━━━ 抜粋 ━━━
このように、ゴータマ・ブッダという歴史的人物を指す固有名詞として認識されることの多い「ブッダ(buddha)」という単語ですが、本来は「目覚めた者」という意味の普通名詞です。

では、何に目覚めた人なのかというと、ブッダとは、「ダルマ(dharma)」に目覚められた人なのだと言われます。

ダルマとはサンスクリット語で「法」という意味の単語で、法とはすなわち「われわれを現にかくのごとくあらしめている、現実に成り立たせている決まりとか規範」という意味を表します。そしてまた本来の意味としては、私たちが生きる世界の根底にはたらく「真理」や「理法」を意味する言葉になります。(参考書籍:中村元『仏教入門』)

ブッダも元々は単なる一人の人間に過ぎなかったわけですが、ダルマに目覚め、ある理想的な完成状態に達したことによって、自他ともに認めるブッダ(覚者)になられたということです。

特別な人であって普通の人。普通の人であって特別な人が、ブッダであるということでしょうか。

私たちの世界にはたらく普遍的な「真理・理法」に目覚められたブッダ(仏陀)から発せられた教えは、自然の道理に適った正しい「規律・規範」を示す教説であり、それはブッダのダルマ、すなわち「仏法」として人々に教示されました。

ダルマを悟ったのがブッダであると同時に、ブッダの言葉がそのままダルマであるとしても受け止められたのです。
━━━ 与えられたデータ ━━━
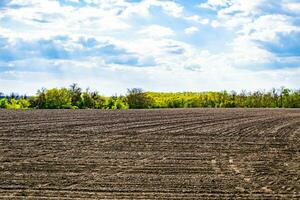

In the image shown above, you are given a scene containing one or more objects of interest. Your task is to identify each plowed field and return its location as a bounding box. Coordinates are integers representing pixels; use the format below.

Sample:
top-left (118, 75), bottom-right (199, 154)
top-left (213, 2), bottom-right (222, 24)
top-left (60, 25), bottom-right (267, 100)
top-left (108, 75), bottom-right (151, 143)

top-left (0, 109), bottom-right (300, 199)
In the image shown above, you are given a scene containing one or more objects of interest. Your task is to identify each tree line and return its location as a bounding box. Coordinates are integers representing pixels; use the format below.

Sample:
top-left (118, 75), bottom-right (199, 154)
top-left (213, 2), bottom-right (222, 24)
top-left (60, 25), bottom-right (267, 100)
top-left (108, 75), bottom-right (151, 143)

top-left (0, 84), bottom-right (300, 109)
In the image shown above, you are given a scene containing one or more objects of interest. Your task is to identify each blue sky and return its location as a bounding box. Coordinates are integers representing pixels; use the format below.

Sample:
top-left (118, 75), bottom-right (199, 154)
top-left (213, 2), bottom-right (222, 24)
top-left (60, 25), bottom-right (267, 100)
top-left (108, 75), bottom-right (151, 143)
━━━
課題の内容:
抜粋によれば、元は単なる一人の人間にすぎなかったブッダが、なぜ「ブッダ(覚者)」になったのか。一〜三文で説明せよ。 抜粋の記述だけを根拠に答えること。

回答:
ダルマ、すなわち世界の根底にはたらく「真理」や「理法」に目覚め、ある理想的な完成状態に達したからである。それによって、自他ともに認めるブッダ(覚者)になった。